» What to do:
Reproduce word for word the stretch of the MPS job-scheduling passage from "Consider using MPS" through "on each node.".

» Given passage:
Consider using MPS when you are requesting more MPI tasks than physical GPUs. Particularly for jobs with large problem sizes, using multiple MPI tasks with MPS active can sometimes offer a performance boost over using a single task per GPU.

The PBS job scheduler provides MPS support via a chunk-level resource. When you request MPS, PBS will perform the following steps on each specified chunk:

  1. Launch the MPS control daemon on each job node.

  2. Start the MPS server on each node.

  3. Run your GPU application.

  4. Terminate the MPS server and daemon.

To enable MPS on job hosts, add mps=1 to your select statement chunks as follows:

#PBS -l select=1:ncpus=8:mpiprocs=8:mem=60GB:ngpus=1:mps=1
On each V100 GPU, you may use MPI to launch up to 48 CUDA contexts (GPU kernels launched by MPI tasks) when using MPS. MPS can be used with OpenACC and OpenMP offload codes as well, as the compiler generates CUDA code from your directives at compile time.

Jobs may not request MPS activation on nodes with GP100 GPUs.

In this example, we run a CUDA Fortran program that also uses MPI. The application was compiled using the NVIDIA HPC SDK compilers, the CUDA toolkit, and Open MPI. We request all GPUs on each node and use NVIDIA MPS to use multiple MPI tasks on CPU nodes for each GPU.

#!/bin/bash
#PBS -A <project_code>
#PBS -N gpu_mps_job
#PBS -q casper@casper-pbs
#PBS -l walltime=01:00:00
#PBS -l select=2:ncpus=36:mpiprocs=36:ngpus=4:mem=300GB:mps=1
#PBS -l gpu_type=v100

# Use scratch for temporary files to avoid space limits in /tmp
export TMPDIR=${SCRATCH}/temp
mkdir -p ${TMPDIR}

# Load modules to match compile-time environment
module purge
module load ncarenv nvhpc/22.5 cuda/11.4 openmpi/4.1.4

# Run application using Open MPI
mpirun ./executable_name

» Recorded information:

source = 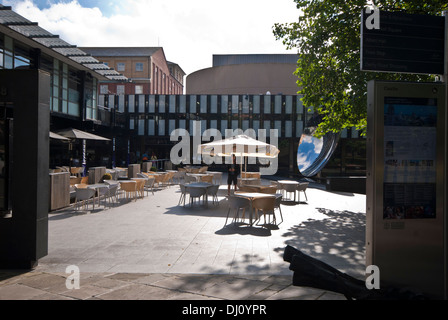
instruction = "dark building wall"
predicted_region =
[0,69,50,268]
[186,63,299,95]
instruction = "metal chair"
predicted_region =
[296,182,309,201]
[75,187,96,209]
[224,196,250,225]
[260,187,277,194]
[207,184,219,204]
[282,183,297,202]
[274,193,283,224]
[177,184,187,206]
[187,188,206,206]
[120,180,137,200]
[252,197,283,224]
[107,184,120,203]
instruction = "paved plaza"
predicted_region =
[0,178,366,300]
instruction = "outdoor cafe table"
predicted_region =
[87,183,109,209]
[186,173,211,182]
[238,178,261,186]
[185,182,213,205]
[234,191,276,226]
[277,180,300,202]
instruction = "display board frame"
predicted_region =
[366,80,446,298]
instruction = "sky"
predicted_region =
[1,0,300,75]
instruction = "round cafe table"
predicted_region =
[234,191,276,226]
[185,182,213,205]
[87,183,109,209]
[277,180,300,202]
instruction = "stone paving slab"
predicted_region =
[0,179,365,300]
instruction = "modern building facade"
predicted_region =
[186,54,299,95]
[0,5,127,268]
[81,47,185,94]
[98,94,365,176]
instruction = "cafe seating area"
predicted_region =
[50,164,308,231]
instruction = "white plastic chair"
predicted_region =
[224,196,250,225]
[75,188,96,209]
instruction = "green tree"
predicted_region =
[273,0,448,137]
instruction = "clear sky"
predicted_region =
[2,0,300,75]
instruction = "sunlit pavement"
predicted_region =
[0,179,365,300]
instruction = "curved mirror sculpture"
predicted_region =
[297,128,339,177]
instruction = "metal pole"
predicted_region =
[442,11,448,299]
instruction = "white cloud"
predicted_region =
[4,0,299,74]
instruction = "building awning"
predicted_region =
[0,4,128,82]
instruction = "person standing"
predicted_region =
[227,154,240,195]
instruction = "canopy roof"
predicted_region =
[58,128,110,141]
[198,135,280,158]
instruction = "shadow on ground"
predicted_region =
[275,208,365,275]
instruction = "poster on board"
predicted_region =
[383,97,437,219]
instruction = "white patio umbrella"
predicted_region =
[50,131,70,141]
[57,128,110,141]
[198,135,280,176]
[57,128,110,173]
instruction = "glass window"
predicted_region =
[274,120,282,137]
[242,120,249,131]
[190,95,196,113]
[135,62,143,72]
[168,119,176,135]
[179,95,187,113]
[285,120,292,138]
[179,119,187,129]
[118,95,125,112]
[285,96,292,114]
[100,84,109,94]
[264,96,271,114]
[148,94,156,113]
[263,120,271,137]
[221,96,229,114]
[243,95,249,114]
[297,95,303,114]
[148,119,156,136]
[117,85,125,94]
[117,62,126,71]
[159,119,165,136]
[232,95,239,114]
[138,119,145,136]
[210,95,218,113]
[128,94,135,112]
[221,120,228,135]
[135,86,143,94]
[108,94,115,109]
[275,96,282,114]
[159,94,165,113]
[252,120,260,134]
[296,121,303,137]
[201,95,207,113]
[138,94,146,113]
[253,96,260,114]
[169,95,176,113]
[201,120,207,135]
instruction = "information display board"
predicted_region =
[366,81,446,298]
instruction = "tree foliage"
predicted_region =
[273,0,448,136]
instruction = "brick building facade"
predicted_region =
[82,47,185,94]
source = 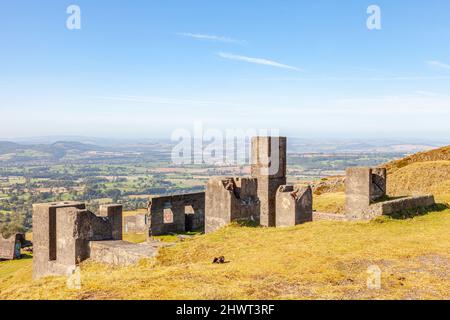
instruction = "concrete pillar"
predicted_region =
[98,204,123,240]
[33,202,85,279]
[345,167,372,219]
[276,186,313,227]
[251,137,286,227]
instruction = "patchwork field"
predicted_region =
[0,145,450,299]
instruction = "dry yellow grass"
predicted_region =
[388,160,450,196]
[384,146,450,174]
[0,149,450,299]
[313,192,345,214]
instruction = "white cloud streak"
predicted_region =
[427,60,450,70]
[217,52,303,71]
[177,32,244,43]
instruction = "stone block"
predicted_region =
[275,186,313,227]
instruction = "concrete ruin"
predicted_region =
[205,177,260,233]
[33,202,163,279]
[146,192,205,237]
[275,186,313,227]
[0,233,27,260]
[345,167,436,220]
[251,137,287,227]
[205,137,312,233]
[28,137,435,279]
[123,213,148,233]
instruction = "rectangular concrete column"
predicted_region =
[98,204,123,240]
[251,137,286,227]
[372,168,387,201]
[33,202,85,279]
[276,186,313,227]
[345,168,372,219]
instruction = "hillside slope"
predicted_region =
[383,146,450,174]
[388,160,450,196]
[314,146,450,196]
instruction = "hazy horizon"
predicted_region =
[0,0,450,140]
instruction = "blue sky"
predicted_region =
[0,0,450,139]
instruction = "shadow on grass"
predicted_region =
[234,220,261,228]
[389,203,450,220]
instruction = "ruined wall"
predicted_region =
[371,168,387,201]
[345,168,372,218]
[33,202,122,279]
[345,167,387,219]
[123,213,147,233]
[276,186,313,227]
[251,137,286,227]
[147,192,205,236]
[205,177,260,233]
[0,233,25,260]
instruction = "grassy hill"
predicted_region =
[0,148,450,299]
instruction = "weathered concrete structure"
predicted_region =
[345,168,436,220]
[146,192,205,237]
[33,202,122,279]
[345,167,386,219]
[251,137,286,227]
[0,233,26,260]
[123,213,148,233]
[205,137,286,232]
[205,177,260,233]
[275,186,313,227]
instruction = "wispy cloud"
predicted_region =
[427,60,450,70]
[217,52,302,71]
[93,96,243,107]
[177,32,245,43]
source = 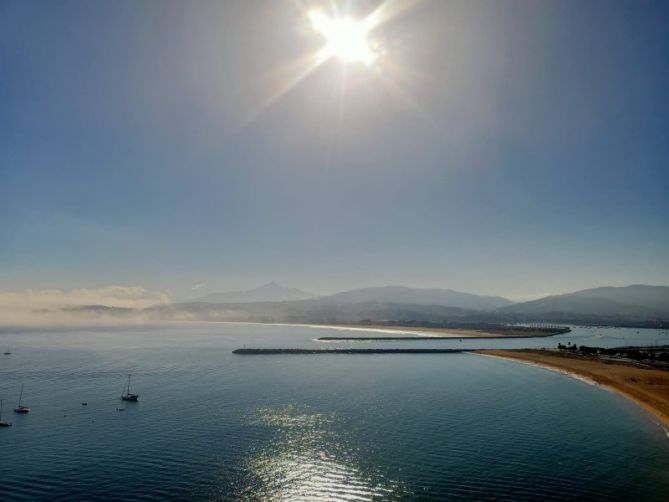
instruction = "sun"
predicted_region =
[309,10,380,66]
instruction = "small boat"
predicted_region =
[14,384,31,413]
[0,399,12,427]
[121,375,139,402]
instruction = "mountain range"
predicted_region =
[70,283,669,325]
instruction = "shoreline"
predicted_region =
[253,321,566,341]
[472,349,669,432]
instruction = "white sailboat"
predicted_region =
[121,375,139,401]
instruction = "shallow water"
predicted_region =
[0,323,669,500]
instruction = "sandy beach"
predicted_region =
[476,349,669,435]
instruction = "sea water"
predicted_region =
[0,323,669,500]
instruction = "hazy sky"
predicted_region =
[0,0,669,299]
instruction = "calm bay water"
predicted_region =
[0,324,669,500]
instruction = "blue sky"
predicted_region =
[0,0,669,299]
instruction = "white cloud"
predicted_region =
[0,285,170,325]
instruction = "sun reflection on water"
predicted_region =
[244,406,400,501]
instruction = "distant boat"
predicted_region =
[14,384,30,413]
[0,399,12,427]
[121,375,139,401]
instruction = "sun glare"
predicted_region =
[309,10,379,66]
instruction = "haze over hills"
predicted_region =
[51,283,669,325]
[320,286,512,311]
[194,282,315,303]
[500,284,669,317]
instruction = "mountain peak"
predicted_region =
[197,281,314,303]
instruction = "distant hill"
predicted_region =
[322,286,513,311]
[194,282,314,303]
[498,285,669,318]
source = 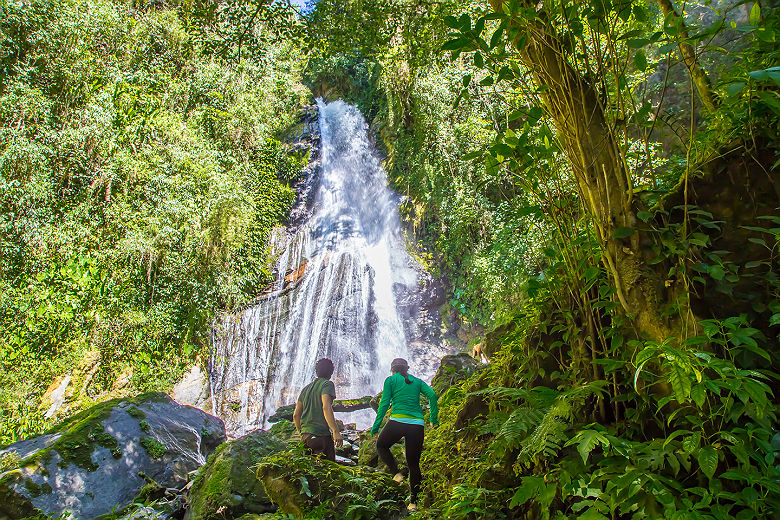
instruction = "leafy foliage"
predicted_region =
[0,0,306,444]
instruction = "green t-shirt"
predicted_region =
[371,372,439,433]
[298,377,336,436]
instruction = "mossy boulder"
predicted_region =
[268,419,301,444]
[257,451,408,520]
[187,430,288,520]
[0,392,225,519]
[431,352,479,397]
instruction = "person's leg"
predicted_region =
[376,421,403,475]
[302,433,336,462]
[404,424,425,504]
[322,436,336,462]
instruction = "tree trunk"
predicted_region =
[491,0,673,341]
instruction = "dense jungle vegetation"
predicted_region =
[0,0,780,519]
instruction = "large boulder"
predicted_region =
[431,352,480,397]
[0,393,226,519]
[257,451,409,520]
[186,430,288,520]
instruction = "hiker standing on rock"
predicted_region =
[371,358,439,511]
[293,358,344,461]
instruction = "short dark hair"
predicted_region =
[314,358,334,379]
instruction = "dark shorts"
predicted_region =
[301,433,336,462]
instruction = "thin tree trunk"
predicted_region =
[491,0,672,341]
[656,0,715,112]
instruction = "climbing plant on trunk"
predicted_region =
[444,0,724,340]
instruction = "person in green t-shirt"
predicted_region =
[293,358,344,461]
[371,358,439,511]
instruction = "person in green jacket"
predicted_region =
[371,358,439,511]
[293,358,344,462]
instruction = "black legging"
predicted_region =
[376,419,425,504]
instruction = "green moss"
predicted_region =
[127,406,146,419]
[190,431,286,520]
[53,423,122,471]
[268,420,300,443]
[16,392,171,474]
[141,437,166,459]
[24,479,52,498]
[257,452,408,520]
[0,451,21,473]
[24,479,42,498]
[0,470,38,518]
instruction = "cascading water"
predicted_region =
[209,100,444,435]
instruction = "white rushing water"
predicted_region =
[210,100,433,435]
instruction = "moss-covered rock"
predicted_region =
[431,352,479,397]
[187,427,286,520]
[0,393,225,519]
[257,452,408,520]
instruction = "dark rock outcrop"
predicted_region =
[0,393,226,519]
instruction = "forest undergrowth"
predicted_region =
[0,0,780,520]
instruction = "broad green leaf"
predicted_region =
[683,432,701,453]
[696,446,718,478]
[691,383,707,408]
[634,50,647,72]
[612,227,636,239]
[669,363,691,403]
[300,476,311,497]
[509,477,544,509]
[441,38,469,51]
[750,2,761,26]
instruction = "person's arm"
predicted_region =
[420,381,439,426]
[322,394,344,448]
[293,401,303,433]
[371,377,393,435]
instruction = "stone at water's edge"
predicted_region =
[0,393,226,520]
[185,430,287,520]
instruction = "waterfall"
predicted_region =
[209,100,446,435]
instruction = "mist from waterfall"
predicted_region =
[210,100,433,435]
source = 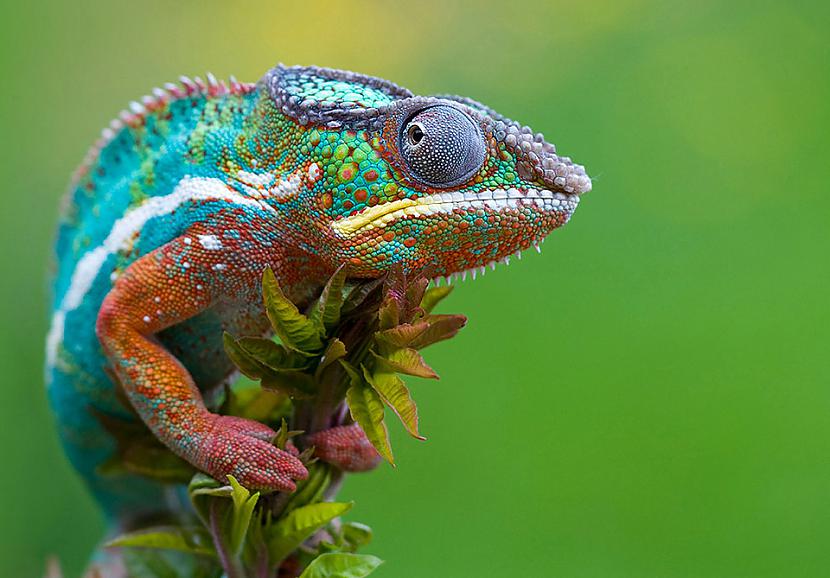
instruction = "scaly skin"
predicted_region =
[47,66,590,522]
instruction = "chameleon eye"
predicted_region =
[399,105,485,187]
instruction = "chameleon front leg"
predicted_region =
[96,227,308,491]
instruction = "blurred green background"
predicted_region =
[0,0,830,578]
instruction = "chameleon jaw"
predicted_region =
[332,188,579,237]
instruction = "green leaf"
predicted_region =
[340,360,395,466]
[228,476,259,556]
[372,347,438,379]
[421,285,453,314]
[262,267,323,354]
[340,522,372,552]
[364,366,426,440]
[104,526,216,556]
[267,502,352,564]
[236,337,308,371]
[315,337,346,378]
[273,418,303,450]
[283,462,331,513]
[300,552,383,578]
[222,333,268,379]
[312,264,348,331]
[187,473,233,521]
[409,315,467,349]
[375,321,429,350]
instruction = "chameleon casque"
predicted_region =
[46,65,591,552]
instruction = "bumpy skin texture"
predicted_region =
[47,66,590,519]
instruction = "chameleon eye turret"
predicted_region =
[398,104,485,188]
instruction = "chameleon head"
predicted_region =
[266,67,591,276]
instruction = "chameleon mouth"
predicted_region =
[332,188,579,237]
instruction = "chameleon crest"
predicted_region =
[263,66,591,276]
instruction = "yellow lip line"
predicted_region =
[332,199,422,235]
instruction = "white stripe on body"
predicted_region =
[46,177,274,368]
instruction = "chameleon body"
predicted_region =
[46,66,591,525]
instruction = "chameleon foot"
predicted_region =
[306,423,380,472]
[200,415,308,492]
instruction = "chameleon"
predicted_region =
[46,60,591,556]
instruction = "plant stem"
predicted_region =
[210,501,245,578]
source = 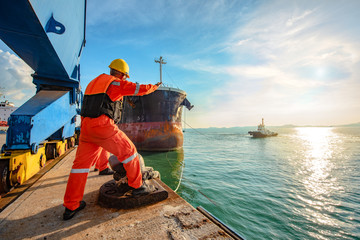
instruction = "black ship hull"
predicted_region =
[118,87,191,151]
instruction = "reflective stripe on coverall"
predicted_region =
[95,149,110,172]
[64,74,157,210]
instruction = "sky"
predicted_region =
[0,0,360,128]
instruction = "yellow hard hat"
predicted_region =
[109,59,130,78]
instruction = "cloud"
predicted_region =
[184,1,360,126]
[0,49,35,106]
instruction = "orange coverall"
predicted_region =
[95,149,110,172]
[64,74,158,210]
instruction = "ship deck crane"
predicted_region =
[0,0,86,192]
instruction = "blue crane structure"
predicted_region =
[0,0,86,191]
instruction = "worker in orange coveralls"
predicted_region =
[93,149,114,175]
[63,59,161,220]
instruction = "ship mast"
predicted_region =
[155,56,166,83]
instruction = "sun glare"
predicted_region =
[296,127,341,227]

» Response below:
Consider using MPS when you are requesting more MPI tasks than physical GPUs. Particularly for jobs with large problem sizes, using multiple MPI tasks with MPS active can sometimes offer a performance boost over using a single task per GPU.

The PBS job scheduler provides MPS support via a chunk-level resource. When you request MPS, PBS will perform the following steps on each specified chunk:

  1. Launch the MPS control daemon on each job node.

  2. Start the MPS server on each node.